[Texte à lire]

J’ai donc assisté à l’aide de l’ORTF au décollage majestueux de la Saturn-5, puis avec Europe n°1 à l’atterrissage d’Apollo-11. Je me souviens du cri de joie tonitruant d’Albert Ducrocq à la radio : "L’homme a marché sur la Lune". J’ai veillé toute la soirée à l’écoute des infos en passant d’une radio à l’autre. A quelle heure les astronautes devaient marcher sur la Lune ? Il était question qu’ils se reposent pendant la nuit avant d’effectuer leur sortie. Puis l’heure de sortie a été avancé de 5h car dans l’excitation du moment, Armstrong et Aldrin étaient incapables de dormir, préférant poursuivre la mission. J’ai veillé toute la nuit avec le téléviseur et la radio allumés, baissant le son pour ne pas importuner toute ma famille qui dormait du sommeil du juste. Pendant toute ces attentes j’avais étalé sur la table du salon toute la documentation que j’avais et la consultait régulièrement pour m’imprégner de ce qui se passait, pour imaginer le déroulement des opérations : SV/HS La Lune, Air & Cosmos, Aviation Magazine, Interavia, les nombreux articles de presse et des posters, etc… Je n’avais pas de documentation anglaise à l’époque. Celle-ci est venu beaucoup plus tard avec les revues Space World, Aviation Week, les films en super 8 de Movie Newsreels, puis les presskits de toutes sortes commandés au GPO, etc, etc… Je suis resté jusqu’à l’annonce effective de la sortie qui a débuté peu avant 4h du matin. J’ai vu Armstrong, silhouette évanescente descendre les marches du Lunar Module, se positionner sur le patin du train d’atterrissage, décrivant verbalement la nature du sol, et de son pied gauche toucher le sol de la Lune. L’image était mauvaise, sautillante, floue, mais quelle spectacle celle-ci donnait. Le son n’était pas mieux, mais on arrivait plus ou moins à comprendre les mots du traducteur, pas ceux de l’astronaute. Par contre si la transmission télévisé n’était pas sensationnelle, le commentateur sur Europe n°1 était beaucoup plus explicite.
La sortie s’est déroulée pendant un peu plus de deux heures, se déroulant tel que vous pouvez la voir dans toutes les séquences vidéos que l’on peut trouver à foison sur internet. J’ai été témoin de cet événement et redécouvre toujours avec émotion ce spectacle vécu à 24 ans, ayant personnellement conscience de la portée historique de ce que je venais de vivre. Mais en ayant aussi un pincement au cœur quand à la suite qui en a été donné. L’exploration de la Lune par l’homme s’est arrêté avec Apollo-17, car aucune suite n’a été donné à cette époque à l’occupation de la Lune (base permanente), et à l’exploration de Mars. Il y avait de grands projets dans les cartons mais ceux-ci sont restés au vestiaire.

[/Texte à lire]
[Données à examiner]

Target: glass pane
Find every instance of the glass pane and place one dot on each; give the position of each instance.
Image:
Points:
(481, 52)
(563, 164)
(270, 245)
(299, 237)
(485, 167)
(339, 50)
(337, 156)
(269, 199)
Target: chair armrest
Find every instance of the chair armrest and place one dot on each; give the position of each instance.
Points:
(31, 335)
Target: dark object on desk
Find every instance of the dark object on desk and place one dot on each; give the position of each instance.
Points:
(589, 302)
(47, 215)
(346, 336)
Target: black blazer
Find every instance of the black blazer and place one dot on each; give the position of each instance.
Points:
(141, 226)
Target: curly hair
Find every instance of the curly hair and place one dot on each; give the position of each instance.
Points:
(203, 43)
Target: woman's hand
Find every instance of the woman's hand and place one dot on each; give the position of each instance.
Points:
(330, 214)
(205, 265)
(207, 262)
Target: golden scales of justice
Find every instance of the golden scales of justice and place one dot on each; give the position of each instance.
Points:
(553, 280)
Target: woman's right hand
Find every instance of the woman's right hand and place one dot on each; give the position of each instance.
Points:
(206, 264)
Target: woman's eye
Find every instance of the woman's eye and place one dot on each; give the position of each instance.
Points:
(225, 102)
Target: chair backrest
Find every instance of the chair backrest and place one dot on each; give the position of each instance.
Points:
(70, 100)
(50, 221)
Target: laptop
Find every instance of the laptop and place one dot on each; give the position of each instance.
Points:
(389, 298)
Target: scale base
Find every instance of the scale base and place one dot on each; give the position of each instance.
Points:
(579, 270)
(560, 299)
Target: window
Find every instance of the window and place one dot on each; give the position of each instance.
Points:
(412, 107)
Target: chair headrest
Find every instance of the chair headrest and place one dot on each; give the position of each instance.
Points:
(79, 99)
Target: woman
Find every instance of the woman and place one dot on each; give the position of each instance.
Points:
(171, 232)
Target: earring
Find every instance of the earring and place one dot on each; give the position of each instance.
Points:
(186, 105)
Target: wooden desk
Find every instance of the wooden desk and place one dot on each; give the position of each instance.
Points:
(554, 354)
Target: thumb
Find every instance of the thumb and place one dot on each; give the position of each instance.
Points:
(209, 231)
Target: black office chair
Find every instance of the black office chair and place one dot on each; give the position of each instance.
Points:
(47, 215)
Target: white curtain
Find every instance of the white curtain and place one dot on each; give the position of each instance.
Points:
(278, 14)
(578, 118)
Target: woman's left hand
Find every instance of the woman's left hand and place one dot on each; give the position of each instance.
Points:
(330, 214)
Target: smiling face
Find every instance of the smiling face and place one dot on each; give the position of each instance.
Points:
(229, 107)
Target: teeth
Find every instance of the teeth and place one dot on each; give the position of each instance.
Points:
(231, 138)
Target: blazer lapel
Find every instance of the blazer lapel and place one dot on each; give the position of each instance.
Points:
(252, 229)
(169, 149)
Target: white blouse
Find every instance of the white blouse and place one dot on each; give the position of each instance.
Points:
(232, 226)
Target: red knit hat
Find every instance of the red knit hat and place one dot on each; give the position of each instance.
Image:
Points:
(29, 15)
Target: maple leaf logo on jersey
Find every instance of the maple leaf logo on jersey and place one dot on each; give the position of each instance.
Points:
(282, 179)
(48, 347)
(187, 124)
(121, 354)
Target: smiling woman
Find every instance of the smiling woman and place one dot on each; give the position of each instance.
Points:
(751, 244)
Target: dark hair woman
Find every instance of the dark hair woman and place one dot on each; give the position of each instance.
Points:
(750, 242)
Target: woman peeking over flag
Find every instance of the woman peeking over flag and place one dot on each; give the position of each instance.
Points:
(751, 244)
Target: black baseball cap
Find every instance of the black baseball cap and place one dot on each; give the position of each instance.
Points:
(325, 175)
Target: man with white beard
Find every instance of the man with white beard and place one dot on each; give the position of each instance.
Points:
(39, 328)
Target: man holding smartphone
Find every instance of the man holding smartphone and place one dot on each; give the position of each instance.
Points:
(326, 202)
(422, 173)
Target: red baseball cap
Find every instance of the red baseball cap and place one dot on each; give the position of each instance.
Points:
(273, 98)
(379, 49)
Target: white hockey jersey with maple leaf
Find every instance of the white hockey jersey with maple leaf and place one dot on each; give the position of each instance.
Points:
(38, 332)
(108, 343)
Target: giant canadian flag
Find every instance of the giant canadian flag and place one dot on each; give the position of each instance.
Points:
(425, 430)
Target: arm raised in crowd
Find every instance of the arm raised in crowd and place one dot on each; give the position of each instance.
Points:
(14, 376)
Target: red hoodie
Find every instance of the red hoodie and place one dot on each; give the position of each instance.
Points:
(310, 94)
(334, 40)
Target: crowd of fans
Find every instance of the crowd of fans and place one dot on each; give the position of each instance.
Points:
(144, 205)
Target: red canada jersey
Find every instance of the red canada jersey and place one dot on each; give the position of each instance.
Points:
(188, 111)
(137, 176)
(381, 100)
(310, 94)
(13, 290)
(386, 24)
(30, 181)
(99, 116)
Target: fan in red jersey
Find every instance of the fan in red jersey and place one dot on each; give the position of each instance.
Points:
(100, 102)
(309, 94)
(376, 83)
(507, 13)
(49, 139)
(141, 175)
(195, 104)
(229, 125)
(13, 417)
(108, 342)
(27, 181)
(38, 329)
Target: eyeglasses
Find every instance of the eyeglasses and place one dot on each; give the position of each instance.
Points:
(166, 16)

[/Données à examiner]

**Exercices à réaliser:**
a: Dans le récit sur Apollo-11, de combien d'heures l'heure de sortie des astronautes a-t-elle été avancée ?
b: Dans le récit sur Apollo-11, reprenez le passage qui s'ouvre sur les mots contenant « La sortie s’est » et se clôt sur « restés au vestiaire. », en substituant « Vénus » à « Mars ».

**Liste des réponses:**
a: De 5 heures.

b:
La sortie s’est déroulée pendant un peu plus de deux heures, se déroulant tel que vous pouvez la voir dans toutes les séquences vidéos que l’on peut trouver à foison sur internet. J’ai été témoin de cet événement et redécouvre toujours avec émotion ce spectacle vécu à 24 ans, ayant personnellement conscience de la portée historique de ce que je venais de vivre. Mais en ayant aussi un pincement au cœur quand à la suite qui en a été donné. L’exploration de la Lune par l’homme s’est arrêté avec Apollo-17, car aucune suite n’a été donné à cette époque à l’occupation de la Lune (base permanente), et à l’exploration de Vénus. Il y avait de grands projets dans les cartons mais ceux-ci sont restés au vestiaire.